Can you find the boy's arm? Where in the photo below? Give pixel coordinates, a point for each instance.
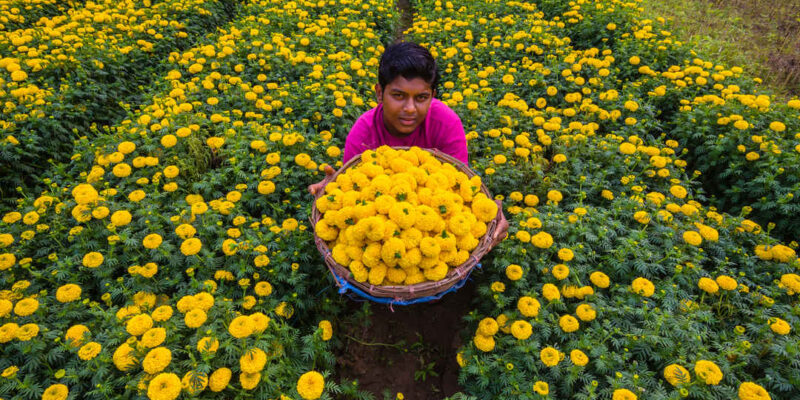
(356, 142)
(454, 141)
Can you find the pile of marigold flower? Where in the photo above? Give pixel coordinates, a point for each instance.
(402, 217)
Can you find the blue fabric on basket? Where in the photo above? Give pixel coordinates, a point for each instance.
(344, 286)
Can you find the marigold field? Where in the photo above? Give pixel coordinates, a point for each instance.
(155, 241)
^^^^^^^^
PROBLEM STATEMENT:
Make an exact copy of the listing. Do not carry over its pictures.

OUTPUT FOR THIS TASK:
Can you find the boy's arm? Where in the photo below? Give pixel coordinates, a point for each instance.
(356, 142)
(454, 141)
Can you find the pile of marigold flower? Where in the photo above? Give pixel coordinates, a point for each instance.
(402, 217)
Can you find the blue fabric on basket? Where in the photo above? Give pixel coordinates, a point for each instance.
(344, 286)
Can you find the marigold field? Where in the photo above? Give pixel coordinates, a point for each instance.
(155, 241)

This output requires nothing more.